(ABOUT THIS EXERCISE) From the first line to the last, copy the data below word for word.

(Stored data entries)
+++++

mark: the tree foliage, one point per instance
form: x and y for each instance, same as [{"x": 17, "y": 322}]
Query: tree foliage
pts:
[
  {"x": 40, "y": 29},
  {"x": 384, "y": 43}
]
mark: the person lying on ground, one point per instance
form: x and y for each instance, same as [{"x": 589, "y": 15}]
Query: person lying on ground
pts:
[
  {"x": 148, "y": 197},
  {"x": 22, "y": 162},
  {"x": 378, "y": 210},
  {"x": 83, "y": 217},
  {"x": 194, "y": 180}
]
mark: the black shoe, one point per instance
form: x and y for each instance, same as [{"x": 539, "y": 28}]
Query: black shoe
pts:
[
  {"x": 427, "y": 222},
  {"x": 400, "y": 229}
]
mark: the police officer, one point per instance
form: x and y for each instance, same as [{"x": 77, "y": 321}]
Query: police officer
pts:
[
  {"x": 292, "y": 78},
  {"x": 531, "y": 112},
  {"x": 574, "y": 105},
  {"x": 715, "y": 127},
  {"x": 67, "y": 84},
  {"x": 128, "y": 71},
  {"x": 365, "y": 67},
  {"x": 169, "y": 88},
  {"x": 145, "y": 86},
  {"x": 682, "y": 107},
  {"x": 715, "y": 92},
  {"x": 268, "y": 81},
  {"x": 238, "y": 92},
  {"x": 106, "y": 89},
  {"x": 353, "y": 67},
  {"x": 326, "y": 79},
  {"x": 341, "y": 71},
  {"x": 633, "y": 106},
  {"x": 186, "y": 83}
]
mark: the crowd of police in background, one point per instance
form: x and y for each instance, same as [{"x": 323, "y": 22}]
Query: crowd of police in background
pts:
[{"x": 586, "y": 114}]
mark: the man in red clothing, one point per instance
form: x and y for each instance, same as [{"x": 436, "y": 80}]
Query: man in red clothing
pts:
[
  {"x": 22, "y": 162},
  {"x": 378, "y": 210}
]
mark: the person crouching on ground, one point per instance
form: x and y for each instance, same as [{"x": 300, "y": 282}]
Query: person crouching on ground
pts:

+++++

(YOUR SOLUTION)
mark: the tree foliage, one point per instance
form: x and y for each instance, same as [{"x": 17, "y": 322}]
Query: tree foliage
pts:
[
  {"x": 40, "y": 29},
  {"x": 384, "y": 43}
]
mark: the person lying on ground, one point per instance
form: x and y for each instance, same as [{"x": 589, "y": 15}]
Query: person lying on ground
pts:
[
  {"x": 148, "y": 197},
  {"x": 22, "y": 162},
  {"x": 378, "y": 210},
  {"x": 83, "y": 217},
  {"x": 194, "y": 180}
]
mark: the black shoe, one point per instance
form: x and y for each instance, same as [{"x": 539, "y": 28}]
Query: black shoe
pts:
[
  {"x": 427, "y": 222},
  {"x": 400, "y": 229}
]
mark: the police officer, one point per instance
form: x and y for each instance, same as [{"x": 77, "y": 321}]
Query: police officer
pts:
[
  {"x": 292, "y": 78},
  {"x": 531, "y": 112},
  {"x": 574, "y": 105},
  {"x": 715, "y": 127},
  {"x": 67, "y": 84},
  {"x": 128, "y": 71},
  {"x": 365, "y": 67},
  {"x": 169, "y": 88},
  {"x": 145, "y": 86},
  {"x": 682, "y": 107},
  {"x": 715, "y": 92},
  {"x": 268, "y": 81},
  {"x": 238, "y": 92},
  {"x": 106, "y": 89},
  {"x": 353, "y": 67},
  {"x": 326, "y": 79},
  {"x": 341, "y": 71},
  {"x": 633, "y": 106},
  {"x": 186, "y": 83}
]
mark: the crowd of police in background, one point per instance
form: x and y for each instance, same as [{"x": 323, "y": 22}]
Query: crowd of police in background
pts:
[{"x": 586, "y": 114}]
mark: the man in red clothing, one point per instance
form: x and y for each instance, same as [{"x": 436, "y": 80}]
Query: man in red clothing
pts:
[
  {"x": 22, "y": 162},
  {"x": 378, "y": 210}
]
mark: the person crouching on ground, one point per instance
form: x and y for each instance, same as [{"x": 300, "y": 282}]
Query: person crouching on ground
pts:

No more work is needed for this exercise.